● Region pointing data
>>>
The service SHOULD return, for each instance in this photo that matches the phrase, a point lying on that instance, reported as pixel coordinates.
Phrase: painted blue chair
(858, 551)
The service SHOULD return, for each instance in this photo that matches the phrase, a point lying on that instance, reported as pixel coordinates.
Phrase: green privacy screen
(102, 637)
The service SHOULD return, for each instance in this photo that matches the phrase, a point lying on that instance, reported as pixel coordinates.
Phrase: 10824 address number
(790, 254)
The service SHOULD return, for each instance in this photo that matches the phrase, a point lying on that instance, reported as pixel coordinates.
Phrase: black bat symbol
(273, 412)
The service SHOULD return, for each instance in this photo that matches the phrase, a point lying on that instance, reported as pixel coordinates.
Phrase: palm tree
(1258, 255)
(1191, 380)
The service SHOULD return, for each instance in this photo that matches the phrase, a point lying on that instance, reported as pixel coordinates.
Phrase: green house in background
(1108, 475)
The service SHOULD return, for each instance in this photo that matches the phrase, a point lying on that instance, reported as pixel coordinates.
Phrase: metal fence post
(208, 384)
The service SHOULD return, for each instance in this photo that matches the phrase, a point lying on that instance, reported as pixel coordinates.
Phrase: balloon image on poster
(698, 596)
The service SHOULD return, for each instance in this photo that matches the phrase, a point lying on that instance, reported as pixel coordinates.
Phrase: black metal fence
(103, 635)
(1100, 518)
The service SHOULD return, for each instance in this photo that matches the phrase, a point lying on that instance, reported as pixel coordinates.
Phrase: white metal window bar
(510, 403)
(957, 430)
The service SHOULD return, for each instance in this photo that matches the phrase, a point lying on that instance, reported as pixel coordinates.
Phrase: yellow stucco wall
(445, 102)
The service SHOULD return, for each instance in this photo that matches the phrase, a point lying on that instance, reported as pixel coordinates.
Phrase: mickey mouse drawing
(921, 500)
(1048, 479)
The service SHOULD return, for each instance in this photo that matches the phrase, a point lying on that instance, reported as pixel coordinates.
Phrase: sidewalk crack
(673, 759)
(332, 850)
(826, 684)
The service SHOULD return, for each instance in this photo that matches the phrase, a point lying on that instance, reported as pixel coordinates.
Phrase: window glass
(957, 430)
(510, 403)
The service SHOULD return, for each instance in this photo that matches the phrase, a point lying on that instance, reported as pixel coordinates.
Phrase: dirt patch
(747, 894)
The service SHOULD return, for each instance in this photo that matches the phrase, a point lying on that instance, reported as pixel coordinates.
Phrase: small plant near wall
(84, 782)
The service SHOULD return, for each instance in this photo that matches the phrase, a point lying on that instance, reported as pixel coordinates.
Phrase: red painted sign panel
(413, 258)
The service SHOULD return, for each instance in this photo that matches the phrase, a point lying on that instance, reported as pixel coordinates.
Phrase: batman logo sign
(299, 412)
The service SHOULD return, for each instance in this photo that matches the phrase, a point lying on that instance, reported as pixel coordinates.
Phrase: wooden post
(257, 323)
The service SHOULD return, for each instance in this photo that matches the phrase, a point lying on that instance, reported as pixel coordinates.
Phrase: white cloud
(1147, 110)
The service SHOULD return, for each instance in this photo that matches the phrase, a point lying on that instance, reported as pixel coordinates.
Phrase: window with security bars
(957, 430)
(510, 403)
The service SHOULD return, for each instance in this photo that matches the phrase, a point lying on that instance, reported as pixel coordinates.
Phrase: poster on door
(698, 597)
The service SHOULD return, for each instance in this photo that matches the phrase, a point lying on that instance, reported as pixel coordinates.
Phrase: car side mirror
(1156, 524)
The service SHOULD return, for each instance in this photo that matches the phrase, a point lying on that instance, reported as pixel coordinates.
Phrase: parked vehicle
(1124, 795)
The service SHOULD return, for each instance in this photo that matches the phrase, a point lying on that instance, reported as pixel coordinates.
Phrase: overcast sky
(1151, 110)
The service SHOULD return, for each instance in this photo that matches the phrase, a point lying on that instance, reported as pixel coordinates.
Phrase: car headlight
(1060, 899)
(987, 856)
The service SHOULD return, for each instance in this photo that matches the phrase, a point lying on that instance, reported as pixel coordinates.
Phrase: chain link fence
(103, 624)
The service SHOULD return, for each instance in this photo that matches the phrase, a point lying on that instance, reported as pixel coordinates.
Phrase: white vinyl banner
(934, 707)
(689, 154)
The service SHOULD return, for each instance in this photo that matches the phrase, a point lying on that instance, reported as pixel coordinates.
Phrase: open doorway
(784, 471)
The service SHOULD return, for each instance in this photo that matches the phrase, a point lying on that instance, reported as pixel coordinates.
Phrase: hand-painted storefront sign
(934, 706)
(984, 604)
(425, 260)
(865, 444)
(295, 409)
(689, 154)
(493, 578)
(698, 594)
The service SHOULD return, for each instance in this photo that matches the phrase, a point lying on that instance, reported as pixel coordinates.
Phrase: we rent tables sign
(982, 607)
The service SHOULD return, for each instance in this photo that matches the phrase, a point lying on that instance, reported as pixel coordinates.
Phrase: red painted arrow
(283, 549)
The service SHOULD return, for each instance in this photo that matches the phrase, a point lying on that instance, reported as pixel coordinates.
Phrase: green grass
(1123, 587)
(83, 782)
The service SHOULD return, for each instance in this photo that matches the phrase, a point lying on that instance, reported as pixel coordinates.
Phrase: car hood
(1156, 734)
<<<
● WHAT YOU HAVE TO DO
Print the data in full, with each line exactly as given.

● TASK RESULT
The service SHOULD return, for each instance in this photo that matches the phrase, a point lying on that instance, reported as pixel coordinates.
Phrase: painted blue chair
(858, 551)
The service SHOULD return, for each instance in this photo that matches the phrase, a point lying on that instance, reported as pixel coordinates.
Phrase: green privacy screen
(102, 637)
The service SHOULD return, for each instance in this photo that matches the phrase, a point lying on that instance, reported as pixel coordinates.
Phrase: 10824 address number
(790, 254)
The service SHOULD return, for each instance in this photo that matches the phrase, a point lying on that instance, reported as pixel coordinates.
Phrase: black bat symbol
(273, 412)
The service SHOULD return, for each instance in this photo that matches the phrase, a point lying on that instance, reported as pixel coordinates.
Phrase: palm tree
(1258, 255)
(1191, 380)
The service SHOULD return, for each instance in this photo that matches the phrase, a point lying on that instance, reported as pixel coordinates.
Phrase: green house in background
(1108, 475)
The service SHOULD return, for each instance in this photo that matches the phrase, a point lying on that instance, reported as pixel coordinates.
Phrase: metal fence post
(208, 384)
The service SHOULD return, for each instance in this photo that matches the phrase, a point lying on that instance, reported as pixel coordinates.
Phrase: balloon image on poster
(698, 596)
The service SHOULD return, for each instance in this photo that matches the phrase, a point lying on that instance, reported as pixel coordinates.
Phrase: black metal fence
(103, 635)
(1100, 518)
The service SHOULD return, for each instance in this photo that matches the phrase, a point lying on that instance, reported as pixel coordinates.
Phrase: white metal window bar
(510, 403)
(957, 430)
The service SHOULD return, for each instance in this photo that matches the phrase, a point lying on that instance, reported as pixel coordinates.
Phrase: yellow stucco wall
(445, 102)
The service SHOULD return, for each instance in this photo that matches the phrase, a point lying on that instance, reported as pixel coordinates.
Phrase: mickey mouse drawing
(921, 500)
(1048, 479)
The service SHOULD return, for each instance in this photo that matches the phrase, a point lying on that instance, reported as pixel coordinates.
Phrase: sidewalk crack
(673, 759)
(332, 850)
(826, 684)
The service SHOULD return, for each instance in this photo that matches the phrase, a point lying on that instance, reported as pixel coordinates.
Phrase: window glass
(957, 430)
(510, 403)
The service SHOULD return, for each instance in this photo that matches the phrase, a point lying on that instance, reported as pixel coordinates.
Phrase: dirt patch
(747, 894)
The service SHOULD return, for each instance in this photo that matches the phrase, a point lying on that instance, reported as pixel coordinates.
Phrase: small plant near wall
(84, 782)
The service SHOULD return, for each instance in this photo that matches the phrase, a point lying on that instance, reported as pixel coordinates.
Phrase: red painted sign panel
(413, 258)
The service SHOULD return, for each instance in this photo that matches the phrase, a point lying on that instance, reported as pixel coordinates.
Phrase: batman logo sign
(299, 412)
The service SHOULD return, for each instance in this photo that matches the phrase, a point lying on that instance, reported as pixel coordinates.
Phrase: wooden post
(257, 323)
The service SHOULD return, for each instance in this photo that matches the phrase, a point lying on that instance, reported as pixel coordinates.
Phrase: white cloud
(1147, 110)
The service SHOULD return, for each instance in this photo that matches the phrase, a point lying on that instance, reported as pixel coordinates.
Phrase: window with security bars
(957, 430)
(510, 403)
The service SHOULD return, for each instance in this photo that matches the phrase, a point lying on that instance, reported as pixel coordinates.
Phrase: poster on door
(698, 597)
The service SHOULD return, for each instance in this photo that matches the phrase, a point lying on that instance, reported as pixel coordinates.
Phrase: car side mirror
(1156, 524)
The service SHOULD return, for each instance in this photo that matches the phrase, a point lying on that instance, reported as pixel coordinates.
Phrase: parked vehicle
(1124, 795)
The service SHOULD return, for each instance in this photo that matches the phrase, a point lying on that instance, reported as pixel coordinates.
Phrase: overcast sky
(1151, 110)
The service SHOULD return, for each instance in this photo that matches the phrase, a point lying on that instance, reported as pixel coordinates.
Phrase: car headlight
(1060, 899)
(987, 856)
The service SHOULD return, for each instance in this photo that matches the phrase, a point lying on that instance, reported as pixel coordinates.
Phrase: chain link fence
(103, 624)
The service SHOULD return, for each instance in this photo that matches the phrase, a point lying on that instance, reported as pixel coordinates.
Phrase: white vinyl banner
(934, 707)
(689, 154)
The service SHOULD return, for each instance in this photo that matches the phrase, a point lying on that instance, reported as pixel coordinates.
Phrase: open doorway
(784, 471)
The service SHOULD return, for each instance in this photo that matches the phrase, a point lying on that instance, reported as pixel coordinates.
Phrase: hand-painted storefront sign
(934, 706)
(984, 604)
(425, 260)
(865, 444)
(295, 409)
(689, 154)
(493, 578)
(698, 594)
The service SHOULD return, for each instance in this photo that matches the phrase, a point lying on that instance, reported as pixel coordinates.
Phrase: we rent tables sign
(982, 607)
The service SHOULD return, for each instance in this photo that matches the phrase, a point lying on that instance, reported as pixel coordinates.
Phrase: red painted arrow
(283, 549)
The service SHOULD return, for each instance in this photo that matches the phrase, a point lying on that instance, reported as pixel coordinates.
Phrase: green grass
(1123, 587)
(83, 782)
The service SHOULD return, for each instance in this photo that matches the phrase, a point lying on that instance, reported as pixel coordinates.
Phrase: car hood
(1156, 734)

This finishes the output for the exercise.